> **Exercise aim**
In the listing below, starting at the line that contains "the knife, I" and ending at the last line of the listing, replace "much obliged" with "grateful". Give back only those lines, with nothing else changed.

Recorded data
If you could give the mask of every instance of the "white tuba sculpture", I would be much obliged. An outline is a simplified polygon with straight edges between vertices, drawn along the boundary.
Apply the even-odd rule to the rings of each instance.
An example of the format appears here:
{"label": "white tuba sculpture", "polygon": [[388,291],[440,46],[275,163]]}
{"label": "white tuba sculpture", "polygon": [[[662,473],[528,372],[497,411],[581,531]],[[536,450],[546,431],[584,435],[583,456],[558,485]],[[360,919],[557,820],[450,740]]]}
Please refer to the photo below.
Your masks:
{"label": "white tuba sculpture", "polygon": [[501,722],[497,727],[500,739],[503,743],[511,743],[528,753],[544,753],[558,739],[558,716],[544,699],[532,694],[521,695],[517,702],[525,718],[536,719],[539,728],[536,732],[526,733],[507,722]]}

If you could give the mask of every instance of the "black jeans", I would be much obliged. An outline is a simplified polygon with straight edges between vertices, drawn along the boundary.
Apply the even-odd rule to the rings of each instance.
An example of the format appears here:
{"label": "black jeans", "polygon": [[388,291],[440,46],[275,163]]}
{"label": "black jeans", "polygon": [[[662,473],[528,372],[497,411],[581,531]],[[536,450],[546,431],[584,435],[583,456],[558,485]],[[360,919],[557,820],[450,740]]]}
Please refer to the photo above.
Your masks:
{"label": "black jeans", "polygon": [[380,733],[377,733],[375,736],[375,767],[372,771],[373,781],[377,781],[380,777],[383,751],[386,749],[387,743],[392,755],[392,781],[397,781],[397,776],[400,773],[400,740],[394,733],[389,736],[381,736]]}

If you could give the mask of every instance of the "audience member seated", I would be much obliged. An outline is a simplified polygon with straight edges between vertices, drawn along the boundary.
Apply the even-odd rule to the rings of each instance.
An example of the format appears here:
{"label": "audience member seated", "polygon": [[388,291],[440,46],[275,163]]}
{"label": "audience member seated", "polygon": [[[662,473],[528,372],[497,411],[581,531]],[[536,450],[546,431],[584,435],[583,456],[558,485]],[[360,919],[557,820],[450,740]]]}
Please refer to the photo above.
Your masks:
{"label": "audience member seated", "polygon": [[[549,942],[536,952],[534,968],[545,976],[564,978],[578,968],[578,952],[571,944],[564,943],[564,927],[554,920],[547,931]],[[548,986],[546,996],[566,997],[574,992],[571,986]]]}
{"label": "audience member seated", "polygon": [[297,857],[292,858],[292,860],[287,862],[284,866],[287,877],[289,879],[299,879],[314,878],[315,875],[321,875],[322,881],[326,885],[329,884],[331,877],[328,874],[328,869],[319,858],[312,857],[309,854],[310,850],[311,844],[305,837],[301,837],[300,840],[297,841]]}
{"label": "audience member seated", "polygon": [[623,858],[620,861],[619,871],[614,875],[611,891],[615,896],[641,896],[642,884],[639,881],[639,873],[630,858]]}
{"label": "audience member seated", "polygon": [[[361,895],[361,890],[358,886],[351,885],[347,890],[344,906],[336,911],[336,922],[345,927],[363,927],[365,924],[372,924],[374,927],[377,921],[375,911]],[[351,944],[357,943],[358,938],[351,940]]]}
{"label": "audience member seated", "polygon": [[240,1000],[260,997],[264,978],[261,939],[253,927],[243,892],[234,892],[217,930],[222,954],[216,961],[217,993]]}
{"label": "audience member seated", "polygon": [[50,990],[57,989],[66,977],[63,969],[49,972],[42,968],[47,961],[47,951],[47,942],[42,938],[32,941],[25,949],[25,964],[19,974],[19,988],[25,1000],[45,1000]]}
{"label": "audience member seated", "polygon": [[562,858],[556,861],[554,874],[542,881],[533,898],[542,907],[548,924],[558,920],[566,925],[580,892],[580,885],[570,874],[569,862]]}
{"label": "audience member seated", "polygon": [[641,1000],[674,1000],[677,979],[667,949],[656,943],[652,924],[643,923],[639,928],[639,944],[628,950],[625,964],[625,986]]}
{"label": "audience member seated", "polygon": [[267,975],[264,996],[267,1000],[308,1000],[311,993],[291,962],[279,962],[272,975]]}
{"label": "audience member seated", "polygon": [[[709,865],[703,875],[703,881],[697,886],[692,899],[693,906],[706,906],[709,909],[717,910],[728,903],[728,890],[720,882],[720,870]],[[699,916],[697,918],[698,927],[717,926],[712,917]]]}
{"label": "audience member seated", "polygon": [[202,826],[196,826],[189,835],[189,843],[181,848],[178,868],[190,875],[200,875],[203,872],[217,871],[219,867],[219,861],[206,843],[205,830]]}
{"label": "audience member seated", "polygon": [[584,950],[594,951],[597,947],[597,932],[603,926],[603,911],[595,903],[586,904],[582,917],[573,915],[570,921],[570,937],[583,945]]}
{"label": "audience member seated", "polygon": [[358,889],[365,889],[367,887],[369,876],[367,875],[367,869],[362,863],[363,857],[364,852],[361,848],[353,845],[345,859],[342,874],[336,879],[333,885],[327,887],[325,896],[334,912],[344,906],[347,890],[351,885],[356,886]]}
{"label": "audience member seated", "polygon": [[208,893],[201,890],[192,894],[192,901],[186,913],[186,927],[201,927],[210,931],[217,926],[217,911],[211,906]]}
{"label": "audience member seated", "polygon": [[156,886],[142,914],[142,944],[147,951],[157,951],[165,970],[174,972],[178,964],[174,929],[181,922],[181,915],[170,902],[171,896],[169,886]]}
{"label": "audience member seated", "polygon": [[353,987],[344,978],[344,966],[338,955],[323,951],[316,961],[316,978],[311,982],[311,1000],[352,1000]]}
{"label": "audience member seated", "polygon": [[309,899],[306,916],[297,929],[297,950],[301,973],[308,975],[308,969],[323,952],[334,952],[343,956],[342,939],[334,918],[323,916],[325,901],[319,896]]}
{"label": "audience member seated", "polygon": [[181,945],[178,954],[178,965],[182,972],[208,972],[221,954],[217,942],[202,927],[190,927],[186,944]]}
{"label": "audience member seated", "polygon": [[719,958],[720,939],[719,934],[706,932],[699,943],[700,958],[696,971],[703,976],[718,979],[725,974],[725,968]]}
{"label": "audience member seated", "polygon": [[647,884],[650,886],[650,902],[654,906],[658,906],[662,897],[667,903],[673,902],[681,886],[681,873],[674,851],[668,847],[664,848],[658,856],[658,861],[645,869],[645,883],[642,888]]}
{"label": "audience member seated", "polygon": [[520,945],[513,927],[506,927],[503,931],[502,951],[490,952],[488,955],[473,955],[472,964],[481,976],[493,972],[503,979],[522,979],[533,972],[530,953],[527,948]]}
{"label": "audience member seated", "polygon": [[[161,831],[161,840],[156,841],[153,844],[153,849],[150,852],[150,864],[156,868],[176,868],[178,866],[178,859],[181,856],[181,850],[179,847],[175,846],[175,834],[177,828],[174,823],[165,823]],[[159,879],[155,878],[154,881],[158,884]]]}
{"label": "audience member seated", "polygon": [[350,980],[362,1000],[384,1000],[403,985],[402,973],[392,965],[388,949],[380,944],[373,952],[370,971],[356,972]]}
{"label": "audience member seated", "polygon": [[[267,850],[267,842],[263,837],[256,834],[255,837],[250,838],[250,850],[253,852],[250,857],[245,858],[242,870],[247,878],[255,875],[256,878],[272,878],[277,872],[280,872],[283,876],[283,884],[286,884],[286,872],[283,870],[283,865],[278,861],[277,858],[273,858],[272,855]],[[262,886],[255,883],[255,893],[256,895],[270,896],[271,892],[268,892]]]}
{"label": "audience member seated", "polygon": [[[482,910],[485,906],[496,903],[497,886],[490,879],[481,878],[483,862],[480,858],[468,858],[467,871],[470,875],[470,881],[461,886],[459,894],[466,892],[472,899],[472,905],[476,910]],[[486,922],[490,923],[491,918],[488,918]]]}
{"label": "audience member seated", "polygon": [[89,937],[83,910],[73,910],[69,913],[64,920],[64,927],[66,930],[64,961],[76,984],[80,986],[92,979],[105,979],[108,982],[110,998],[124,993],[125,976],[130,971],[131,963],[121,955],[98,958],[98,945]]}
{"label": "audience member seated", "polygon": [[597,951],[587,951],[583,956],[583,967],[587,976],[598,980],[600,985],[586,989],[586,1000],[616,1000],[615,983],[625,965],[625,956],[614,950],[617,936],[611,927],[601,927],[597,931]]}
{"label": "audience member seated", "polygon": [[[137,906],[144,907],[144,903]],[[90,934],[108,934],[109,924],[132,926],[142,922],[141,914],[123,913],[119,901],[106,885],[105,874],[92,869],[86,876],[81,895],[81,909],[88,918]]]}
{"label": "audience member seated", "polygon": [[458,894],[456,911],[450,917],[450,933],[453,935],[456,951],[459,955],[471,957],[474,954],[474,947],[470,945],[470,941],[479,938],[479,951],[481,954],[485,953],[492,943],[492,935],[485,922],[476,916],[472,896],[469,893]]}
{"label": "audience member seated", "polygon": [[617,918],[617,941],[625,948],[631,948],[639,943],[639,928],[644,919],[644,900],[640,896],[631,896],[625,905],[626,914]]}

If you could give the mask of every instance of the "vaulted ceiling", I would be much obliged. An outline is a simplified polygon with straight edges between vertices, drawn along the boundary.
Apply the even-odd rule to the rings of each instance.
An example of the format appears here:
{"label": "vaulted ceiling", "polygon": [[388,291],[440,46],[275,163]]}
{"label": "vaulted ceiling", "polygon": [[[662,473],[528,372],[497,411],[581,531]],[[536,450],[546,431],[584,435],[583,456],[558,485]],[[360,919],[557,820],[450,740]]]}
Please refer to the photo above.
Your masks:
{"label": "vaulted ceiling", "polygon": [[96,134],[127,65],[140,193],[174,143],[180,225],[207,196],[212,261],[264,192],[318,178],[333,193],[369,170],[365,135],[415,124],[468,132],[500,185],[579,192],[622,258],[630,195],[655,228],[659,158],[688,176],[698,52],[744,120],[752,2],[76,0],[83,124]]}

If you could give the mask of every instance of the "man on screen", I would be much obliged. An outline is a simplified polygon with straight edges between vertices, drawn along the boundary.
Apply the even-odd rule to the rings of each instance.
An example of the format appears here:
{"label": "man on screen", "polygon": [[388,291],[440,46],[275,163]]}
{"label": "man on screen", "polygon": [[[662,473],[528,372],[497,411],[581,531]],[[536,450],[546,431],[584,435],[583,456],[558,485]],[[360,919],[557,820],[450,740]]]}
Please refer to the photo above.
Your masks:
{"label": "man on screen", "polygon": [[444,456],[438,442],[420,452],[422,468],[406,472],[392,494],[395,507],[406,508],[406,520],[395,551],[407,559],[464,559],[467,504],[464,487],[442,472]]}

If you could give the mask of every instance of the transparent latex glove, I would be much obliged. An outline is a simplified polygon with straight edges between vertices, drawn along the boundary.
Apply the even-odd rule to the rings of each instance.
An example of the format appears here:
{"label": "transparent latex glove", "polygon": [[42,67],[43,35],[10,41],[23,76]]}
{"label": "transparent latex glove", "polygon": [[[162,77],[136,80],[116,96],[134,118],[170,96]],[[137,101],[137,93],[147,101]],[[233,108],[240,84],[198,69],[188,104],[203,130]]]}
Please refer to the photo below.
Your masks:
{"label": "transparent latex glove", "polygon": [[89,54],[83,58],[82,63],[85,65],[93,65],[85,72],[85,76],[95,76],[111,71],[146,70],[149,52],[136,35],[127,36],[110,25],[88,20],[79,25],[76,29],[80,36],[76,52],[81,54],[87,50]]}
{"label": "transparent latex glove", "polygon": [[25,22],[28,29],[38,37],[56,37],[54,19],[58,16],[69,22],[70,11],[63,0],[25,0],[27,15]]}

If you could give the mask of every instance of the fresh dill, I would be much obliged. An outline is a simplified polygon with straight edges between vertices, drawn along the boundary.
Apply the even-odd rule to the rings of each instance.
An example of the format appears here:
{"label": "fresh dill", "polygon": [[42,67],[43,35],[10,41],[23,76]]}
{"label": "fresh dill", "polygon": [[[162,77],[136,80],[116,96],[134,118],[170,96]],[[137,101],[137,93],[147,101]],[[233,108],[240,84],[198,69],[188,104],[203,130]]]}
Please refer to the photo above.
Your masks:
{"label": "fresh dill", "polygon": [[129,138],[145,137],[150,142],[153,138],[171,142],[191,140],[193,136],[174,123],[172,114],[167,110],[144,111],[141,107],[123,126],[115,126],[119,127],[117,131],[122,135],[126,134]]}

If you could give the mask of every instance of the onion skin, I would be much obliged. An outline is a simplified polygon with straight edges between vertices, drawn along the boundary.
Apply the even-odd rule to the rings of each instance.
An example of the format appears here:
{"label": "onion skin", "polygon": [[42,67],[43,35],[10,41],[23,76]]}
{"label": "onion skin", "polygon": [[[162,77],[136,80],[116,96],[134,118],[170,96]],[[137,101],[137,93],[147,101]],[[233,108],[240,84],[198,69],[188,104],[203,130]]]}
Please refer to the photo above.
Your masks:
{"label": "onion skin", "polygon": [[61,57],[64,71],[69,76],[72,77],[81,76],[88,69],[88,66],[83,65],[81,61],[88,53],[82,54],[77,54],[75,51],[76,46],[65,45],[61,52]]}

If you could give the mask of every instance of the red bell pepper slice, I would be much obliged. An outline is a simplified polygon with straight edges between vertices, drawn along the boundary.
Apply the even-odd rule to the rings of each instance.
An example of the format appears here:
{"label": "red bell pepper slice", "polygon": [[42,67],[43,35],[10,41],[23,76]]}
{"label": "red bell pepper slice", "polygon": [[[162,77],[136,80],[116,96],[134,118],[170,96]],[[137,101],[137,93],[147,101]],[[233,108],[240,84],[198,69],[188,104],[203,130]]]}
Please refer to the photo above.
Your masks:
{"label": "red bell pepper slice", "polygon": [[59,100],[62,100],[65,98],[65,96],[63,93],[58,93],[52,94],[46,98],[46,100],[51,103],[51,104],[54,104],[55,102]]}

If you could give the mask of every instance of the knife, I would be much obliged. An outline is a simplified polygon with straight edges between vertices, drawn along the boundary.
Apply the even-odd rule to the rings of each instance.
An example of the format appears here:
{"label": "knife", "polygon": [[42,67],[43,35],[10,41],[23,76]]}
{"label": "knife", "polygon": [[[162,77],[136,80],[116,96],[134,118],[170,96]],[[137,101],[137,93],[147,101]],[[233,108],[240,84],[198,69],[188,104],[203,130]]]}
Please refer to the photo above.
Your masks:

> **Completed task**
If you could give the mask of every instance of the knife, I would be grateful. An outline is a simplified polygon with straight edges between vertices, drawn along the boundary.
Apply the even-odd rule to the rings of each instance.
An example of the format appears here:
{"label": "knife", "polygon": [[42,67],[43,35],[10,41],[23,76]]}
{"label": "knife", "polygon": [[[162,77],[136,80],[116,96],[134,118],[170,96]],[[137,101],[137,93],[147,101]],[[233,108],[240,84],[198,69],[188,104],[203,130]]]}
Please refer to the photo above.
Your masks:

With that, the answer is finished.